[WHAT NEEDS TO BE DONE]: Please reproduce the material without changes, from the line with "Detection brief: inspect the image and locate rink" to the line with "(1, 20), (14, 49)", both included.

[Begin RECORDS PROVIDED]

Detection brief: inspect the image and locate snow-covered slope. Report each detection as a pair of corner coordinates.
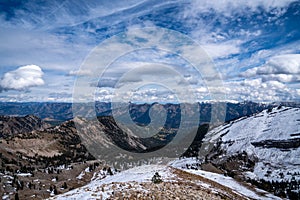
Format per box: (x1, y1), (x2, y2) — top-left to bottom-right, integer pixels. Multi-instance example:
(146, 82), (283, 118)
(52, 162), (277, 200)
(201, 106), (300, 181)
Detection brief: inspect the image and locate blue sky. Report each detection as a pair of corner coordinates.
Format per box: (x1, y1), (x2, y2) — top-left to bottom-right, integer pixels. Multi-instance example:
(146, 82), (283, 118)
(0, 0), (300, 102)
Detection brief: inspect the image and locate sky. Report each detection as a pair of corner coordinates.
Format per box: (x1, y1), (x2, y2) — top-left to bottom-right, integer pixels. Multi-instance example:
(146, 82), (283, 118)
(0, 0), (300, 102)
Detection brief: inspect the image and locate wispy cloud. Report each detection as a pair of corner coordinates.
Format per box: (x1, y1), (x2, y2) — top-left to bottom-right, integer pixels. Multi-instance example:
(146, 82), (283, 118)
(0, 65), (44, 91)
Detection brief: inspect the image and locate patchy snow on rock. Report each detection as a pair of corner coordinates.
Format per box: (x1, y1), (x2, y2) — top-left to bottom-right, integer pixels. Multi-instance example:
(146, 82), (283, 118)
(184, 169), (281, 200)
(202, 106), (300, 181)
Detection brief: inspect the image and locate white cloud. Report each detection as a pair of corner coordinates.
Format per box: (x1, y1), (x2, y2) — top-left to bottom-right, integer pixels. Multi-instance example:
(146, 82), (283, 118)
(241, 54), (300, 82)
(201, 40), (241, 59)
(0, 65), (44, 90)
(185, 0), (296, 17)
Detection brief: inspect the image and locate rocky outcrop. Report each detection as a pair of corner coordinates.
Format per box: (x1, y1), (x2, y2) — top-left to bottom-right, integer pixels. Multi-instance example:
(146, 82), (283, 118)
(0, 115), (49, 138)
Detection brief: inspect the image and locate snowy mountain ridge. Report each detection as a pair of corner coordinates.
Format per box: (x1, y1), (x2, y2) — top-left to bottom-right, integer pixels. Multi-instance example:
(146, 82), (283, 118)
(202, 106), (300, 183)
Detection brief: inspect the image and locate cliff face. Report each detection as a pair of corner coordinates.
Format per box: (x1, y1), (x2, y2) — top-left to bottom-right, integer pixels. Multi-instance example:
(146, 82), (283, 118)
(0, 115), (49, 138)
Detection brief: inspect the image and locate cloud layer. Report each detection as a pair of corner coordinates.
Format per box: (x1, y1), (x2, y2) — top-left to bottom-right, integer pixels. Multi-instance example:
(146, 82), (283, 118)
(0, 65), (44, 91)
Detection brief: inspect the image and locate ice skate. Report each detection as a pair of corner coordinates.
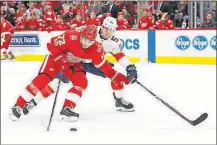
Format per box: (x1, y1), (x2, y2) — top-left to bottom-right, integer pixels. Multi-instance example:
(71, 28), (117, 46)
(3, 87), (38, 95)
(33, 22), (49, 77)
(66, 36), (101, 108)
(113, 94), (135, 112)
(59, 107), (79, 122)
(9, 105), (22, 121)
(23, 99), (37, 115)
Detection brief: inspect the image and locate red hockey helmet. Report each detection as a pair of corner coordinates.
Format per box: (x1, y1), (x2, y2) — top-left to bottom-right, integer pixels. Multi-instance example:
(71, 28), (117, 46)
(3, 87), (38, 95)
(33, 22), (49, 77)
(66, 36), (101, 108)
(81, 26), (97, 41)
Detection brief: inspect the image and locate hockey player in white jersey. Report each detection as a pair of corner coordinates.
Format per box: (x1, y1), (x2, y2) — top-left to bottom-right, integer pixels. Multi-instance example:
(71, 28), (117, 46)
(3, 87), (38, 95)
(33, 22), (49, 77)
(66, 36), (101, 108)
(80, 17), (138, 112)
(18, 17), (138, 120)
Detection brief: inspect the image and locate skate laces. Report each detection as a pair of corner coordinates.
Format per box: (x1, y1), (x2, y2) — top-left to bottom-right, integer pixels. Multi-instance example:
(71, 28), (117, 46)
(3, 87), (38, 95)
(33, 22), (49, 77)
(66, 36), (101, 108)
(14, 106), (21, 114)
(25, 101), (35, 110)
(121, 99), (130, 105)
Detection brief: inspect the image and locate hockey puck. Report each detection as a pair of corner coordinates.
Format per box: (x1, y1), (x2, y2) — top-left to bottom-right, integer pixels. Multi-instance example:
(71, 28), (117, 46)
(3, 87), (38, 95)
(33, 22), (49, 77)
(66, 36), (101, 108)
(70, 128), (77, 131)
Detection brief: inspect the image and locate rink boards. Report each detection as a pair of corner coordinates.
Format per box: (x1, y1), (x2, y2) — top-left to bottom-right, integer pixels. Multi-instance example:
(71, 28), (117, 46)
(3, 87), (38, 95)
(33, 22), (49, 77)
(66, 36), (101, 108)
(10, 30), (216, 64)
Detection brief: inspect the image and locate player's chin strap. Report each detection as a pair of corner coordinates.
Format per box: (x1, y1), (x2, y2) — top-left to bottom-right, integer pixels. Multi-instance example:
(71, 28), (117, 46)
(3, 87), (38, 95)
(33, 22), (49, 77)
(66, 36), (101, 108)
(136, 80), (208, 126)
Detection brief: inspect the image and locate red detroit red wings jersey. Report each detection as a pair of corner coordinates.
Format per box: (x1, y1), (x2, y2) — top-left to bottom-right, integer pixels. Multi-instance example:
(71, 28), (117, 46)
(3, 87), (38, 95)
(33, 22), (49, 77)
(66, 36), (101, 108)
(48, 30), (104, 65)
(1, 20), (14, 49)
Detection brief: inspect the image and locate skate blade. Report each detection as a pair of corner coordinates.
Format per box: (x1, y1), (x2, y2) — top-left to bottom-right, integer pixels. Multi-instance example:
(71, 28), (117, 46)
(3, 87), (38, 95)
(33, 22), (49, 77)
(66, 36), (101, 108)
(9, 113), (20, 121)
(116, 107), (135, 112)
(58, 115), (78, 122)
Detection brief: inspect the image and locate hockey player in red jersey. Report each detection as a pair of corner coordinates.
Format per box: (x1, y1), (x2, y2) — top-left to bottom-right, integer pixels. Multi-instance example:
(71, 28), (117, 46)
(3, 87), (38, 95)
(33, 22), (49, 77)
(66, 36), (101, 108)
(1, 17), (15, 60)
(85, 11), (100, 26)
(117, 12), (130, 30)
(138, 8), (154, 30)
(20, 17), (138, 114)
(42, 2), (56, 31)
(10, 26), (129, 121)
(154, 13), (175, 29)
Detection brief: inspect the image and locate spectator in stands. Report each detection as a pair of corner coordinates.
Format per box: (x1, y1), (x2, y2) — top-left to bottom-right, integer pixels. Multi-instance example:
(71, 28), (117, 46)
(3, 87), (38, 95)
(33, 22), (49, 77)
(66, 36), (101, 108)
(1, 6), (6, 18)
(54, 15), (68, 30)
(70, 11), (85, 29)
(26, 2), (40, 19)
(42, 2), (56, 32)
(16, 4), (27, 30)
(104, 0), (120, 18)
(26, 11), (40, 30)
(120, 1), (137, 26)
(122, 6), (134, 27)
(5, 7), (16, 26)
(117, 12), (131, 30)
(87, 1), (103, 16)
(201, 13), (216, 28)
(59, 3), (76, 22)
(85, 11), (101, 26)
(138, 8), (154, 30)
(35, 1), (46, 18)
(212, 5), (217, 22)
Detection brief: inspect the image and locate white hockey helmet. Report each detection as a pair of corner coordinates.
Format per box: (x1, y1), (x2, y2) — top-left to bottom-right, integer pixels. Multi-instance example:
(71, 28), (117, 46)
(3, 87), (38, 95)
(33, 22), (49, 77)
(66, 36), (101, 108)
(102, 17), (117, 31)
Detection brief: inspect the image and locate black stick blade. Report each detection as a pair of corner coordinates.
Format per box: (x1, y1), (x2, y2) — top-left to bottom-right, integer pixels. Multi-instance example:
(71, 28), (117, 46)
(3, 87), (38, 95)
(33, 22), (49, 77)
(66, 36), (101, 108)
(192, 113), (208, 126)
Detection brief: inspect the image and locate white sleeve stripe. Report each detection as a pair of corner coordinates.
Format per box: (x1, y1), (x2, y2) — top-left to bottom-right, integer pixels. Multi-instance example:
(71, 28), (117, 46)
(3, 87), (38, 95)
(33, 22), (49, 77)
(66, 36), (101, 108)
(95, 59), (106, 68)
(118, 56), (130, 68)
(21, 89), (34, 102)
(66, 93), (81, 105)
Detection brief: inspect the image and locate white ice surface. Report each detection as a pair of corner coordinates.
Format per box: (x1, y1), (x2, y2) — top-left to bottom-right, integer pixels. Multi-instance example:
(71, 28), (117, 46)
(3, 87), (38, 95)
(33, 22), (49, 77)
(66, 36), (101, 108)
(1, 62), (216, 144)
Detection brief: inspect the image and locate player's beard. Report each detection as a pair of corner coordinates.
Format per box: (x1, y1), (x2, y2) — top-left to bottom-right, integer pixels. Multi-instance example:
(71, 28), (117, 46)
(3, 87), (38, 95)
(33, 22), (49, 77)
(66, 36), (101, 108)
(80, 36), (95, 49)
(100, 28), (114, 39)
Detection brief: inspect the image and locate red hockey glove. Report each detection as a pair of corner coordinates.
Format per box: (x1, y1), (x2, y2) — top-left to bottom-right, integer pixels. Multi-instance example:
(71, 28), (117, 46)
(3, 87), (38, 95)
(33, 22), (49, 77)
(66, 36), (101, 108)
(111, 72), (129, 90)
(54, 54), (69, 72)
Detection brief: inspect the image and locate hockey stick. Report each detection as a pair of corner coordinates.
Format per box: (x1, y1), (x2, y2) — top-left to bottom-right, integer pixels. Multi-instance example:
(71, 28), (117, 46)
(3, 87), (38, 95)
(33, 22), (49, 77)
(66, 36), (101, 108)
(47, 80), (61, 131)
(136, 81), (208, 126)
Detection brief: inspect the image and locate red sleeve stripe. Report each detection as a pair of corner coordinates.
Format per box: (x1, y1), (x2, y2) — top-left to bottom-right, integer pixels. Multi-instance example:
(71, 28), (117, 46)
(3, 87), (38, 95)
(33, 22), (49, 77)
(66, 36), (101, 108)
(113, 52), (125, 61)
(95, 59), (105, 68)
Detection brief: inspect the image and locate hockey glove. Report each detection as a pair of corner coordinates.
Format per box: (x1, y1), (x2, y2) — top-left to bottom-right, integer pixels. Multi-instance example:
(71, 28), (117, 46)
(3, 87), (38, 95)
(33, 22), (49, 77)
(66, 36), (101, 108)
(54, 54), (69, 72)
(111, 72), (129, 90)
(126, 64), (138, 84)
(56, 72), (69, 84)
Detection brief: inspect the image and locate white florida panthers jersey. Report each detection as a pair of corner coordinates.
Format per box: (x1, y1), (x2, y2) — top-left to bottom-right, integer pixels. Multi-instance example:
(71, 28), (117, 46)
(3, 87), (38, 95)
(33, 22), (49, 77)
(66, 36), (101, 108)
(76, 26), (123, 54)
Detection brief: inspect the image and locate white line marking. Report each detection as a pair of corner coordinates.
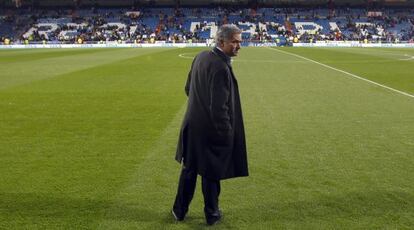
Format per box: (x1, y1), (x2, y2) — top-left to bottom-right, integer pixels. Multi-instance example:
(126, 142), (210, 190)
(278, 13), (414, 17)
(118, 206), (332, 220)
(399, 54), (414, 61)
(178, 53), (194, 59)
(267, 47), (414, 98)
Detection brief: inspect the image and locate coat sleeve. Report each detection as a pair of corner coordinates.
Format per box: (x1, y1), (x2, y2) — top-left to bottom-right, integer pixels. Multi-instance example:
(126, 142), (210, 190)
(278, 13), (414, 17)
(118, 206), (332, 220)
(184, 57), (197, 97)
(210, 69), (232, 136)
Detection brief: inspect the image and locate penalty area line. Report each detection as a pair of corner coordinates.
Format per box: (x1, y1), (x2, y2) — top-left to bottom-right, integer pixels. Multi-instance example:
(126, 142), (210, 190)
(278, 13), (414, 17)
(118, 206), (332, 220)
(267, 47), (414, 98)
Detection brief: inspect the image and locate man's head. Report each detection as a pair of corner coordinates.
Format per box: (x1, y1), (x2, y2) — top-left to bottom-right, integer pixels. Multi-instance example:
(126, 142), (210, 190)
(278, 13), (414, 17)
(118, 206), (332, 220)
(216, 24), (242, 57)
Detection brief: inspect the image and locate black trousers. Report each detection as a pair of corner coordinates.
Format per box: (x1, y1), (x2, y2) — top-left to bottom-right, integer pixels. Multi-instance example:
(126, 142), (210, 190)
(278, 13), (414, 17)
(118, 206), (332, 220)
(173, 166), (220, 218)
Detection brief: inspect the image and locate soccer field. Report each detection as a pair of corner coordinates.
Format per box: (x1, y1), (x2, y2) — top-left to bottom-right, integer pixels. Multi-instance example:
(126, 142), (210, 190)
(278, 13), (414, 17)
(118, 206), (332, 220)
(0, 48), (414, 229)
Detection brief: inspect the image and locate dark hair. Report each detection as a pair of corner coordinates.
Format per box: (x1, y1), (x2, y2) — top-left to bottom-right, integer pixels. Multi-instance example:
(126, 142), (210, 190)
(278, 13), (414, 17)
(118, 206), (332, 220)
(215, 24), (242, 44)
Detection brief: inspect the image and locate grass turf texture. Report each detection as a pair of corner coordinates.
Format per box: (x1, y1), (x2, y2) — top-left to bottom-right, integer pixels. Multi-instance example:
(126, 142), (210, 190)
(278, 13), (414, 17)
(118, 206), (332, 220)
(0, 48), (414, 229)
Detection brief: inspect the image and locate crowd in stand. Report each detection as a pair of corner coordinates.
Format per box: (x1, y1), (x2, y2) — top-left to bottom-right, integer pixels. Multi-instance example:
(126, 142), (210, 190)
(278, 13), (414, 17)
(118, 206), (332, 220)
(0, 7), (414, 43)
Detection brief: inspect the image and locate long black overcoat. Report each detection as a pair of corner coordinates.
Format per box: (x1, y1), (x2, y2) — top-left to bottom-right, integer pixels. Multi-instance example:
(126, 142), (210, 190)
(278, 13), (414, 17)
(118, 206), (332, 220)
(176, 48), (248, 179)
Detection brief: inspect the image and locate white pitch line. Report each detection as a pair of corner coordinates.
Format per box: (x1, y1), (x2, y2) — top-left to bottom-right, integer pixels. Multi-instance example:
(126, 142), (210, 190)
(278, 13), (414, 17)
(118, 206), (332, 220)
(267, 47), (414, 98)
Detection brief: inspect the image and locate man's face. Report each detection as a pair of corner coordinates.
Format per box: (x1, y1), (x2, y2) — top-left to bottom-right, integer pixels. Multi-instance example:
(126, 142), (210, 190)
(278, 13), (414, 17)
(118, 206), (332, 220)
(220, 34), (242, 57)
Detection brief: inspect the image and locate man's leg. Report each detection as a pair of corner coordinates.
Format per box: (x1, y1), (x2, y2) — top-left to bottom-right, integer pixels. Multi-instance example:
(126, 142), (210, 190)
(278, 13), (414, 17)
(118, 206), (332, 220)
(173, 166), (197, 221)
(201, 177), (221, 225)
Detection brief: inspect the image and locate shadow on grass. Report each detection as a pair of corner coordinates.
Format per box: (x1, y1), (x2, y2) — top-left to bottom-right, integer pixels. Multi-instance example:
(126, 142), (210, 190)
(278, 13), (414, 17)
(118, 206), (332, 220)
(0, 191), (414, 229)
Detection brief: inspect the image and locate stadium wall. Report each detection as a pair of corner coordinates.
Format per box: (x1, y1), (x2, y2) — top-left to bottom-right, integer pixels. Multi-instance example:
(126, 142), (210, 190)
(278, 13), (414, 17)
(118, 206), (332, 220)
(0, 42), (414, 49)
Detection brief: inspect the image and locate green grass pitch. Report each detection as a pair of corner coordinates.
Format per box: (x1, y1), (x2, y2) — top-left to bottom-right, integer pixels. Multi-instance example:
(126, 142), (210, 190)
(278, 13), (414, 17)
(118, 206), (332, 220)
(0, 48), (414, 229)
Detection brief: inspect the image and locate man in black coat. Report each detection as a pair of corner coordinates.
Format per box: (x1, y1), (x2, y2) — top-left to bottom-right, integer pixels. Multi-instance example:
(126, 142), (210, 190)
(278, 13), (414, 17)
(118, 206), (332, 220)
(172, 24), (248, 225)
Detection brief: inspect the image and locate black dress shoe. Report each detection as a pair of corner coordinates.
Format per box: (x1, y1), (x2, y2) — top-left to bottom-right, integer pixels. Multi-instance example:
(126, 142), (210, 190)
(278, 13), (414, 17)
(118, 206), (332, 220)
(171, 209), (185, 221)
(205, 210), (223, 225)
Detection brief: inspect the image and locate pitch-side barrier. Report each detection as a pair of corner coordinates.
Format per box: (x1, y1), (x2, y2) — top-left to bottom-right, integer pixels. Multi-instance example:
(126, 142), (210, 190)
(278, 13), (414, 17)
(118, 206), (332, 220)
(0, 42), (414, 49)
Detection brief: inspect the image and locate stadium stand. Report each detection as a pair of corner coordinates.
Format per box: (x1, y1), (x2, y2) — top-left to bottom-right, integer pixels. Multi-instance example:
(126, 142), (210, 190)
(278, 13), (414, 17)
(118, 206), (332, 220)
(0, 4), (414, 45)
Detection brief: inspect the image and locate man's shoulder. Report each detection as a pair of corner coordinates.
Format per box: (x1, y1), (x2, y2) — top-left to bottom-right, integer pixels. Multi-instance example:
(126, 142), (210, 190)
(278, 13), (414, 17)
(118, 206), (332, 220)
(197, 50), (226, 66)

[End RECORDS PROVIDED]

[SOLUTION TO THIS EXERCISE]:
Detection brief: inspect the image and locate rink boards. Report each detection as a pair of corner coordinates.
Format per box: (x1, y1), (x2, y2) — top-left to bottom-right, integer pixels. Multi-instance example:
(71, 28), (117, 46)
(3, 87), (38, 95)
(33, 22), (49, 77)
(66, 36), (101, 108)
(10, 30), (216, 64)
Detection brief: inspect the image and locate player's chin strap. Report each detection as a pair of corner coordinates.
Format per box: (x1, y1), (x2, y2) — top-left to bottom-right, integer pixels. Multi-instance example:
(71, 28), (117, 46)
(3, 87), (38, 95)
(33, 22), (49, 77)
(66, 36), (101, 108)
(136, 80), (208, 126)
Detection brief: inspect the image and locate red detroit red wings jersey. Report each detection as a pair of corner coordinates.
Format per box: (x1, y1), (x2, y2) — top-left to bottom-right, integer pixels. Multi-instance example:
(71, 28), (117, 46)
(3, 87), (38, 95)
(33, 22), (49, 77)
(66, 36), (101, 108)
(48, 30), (104, 65)
(1, 20), (14, 49)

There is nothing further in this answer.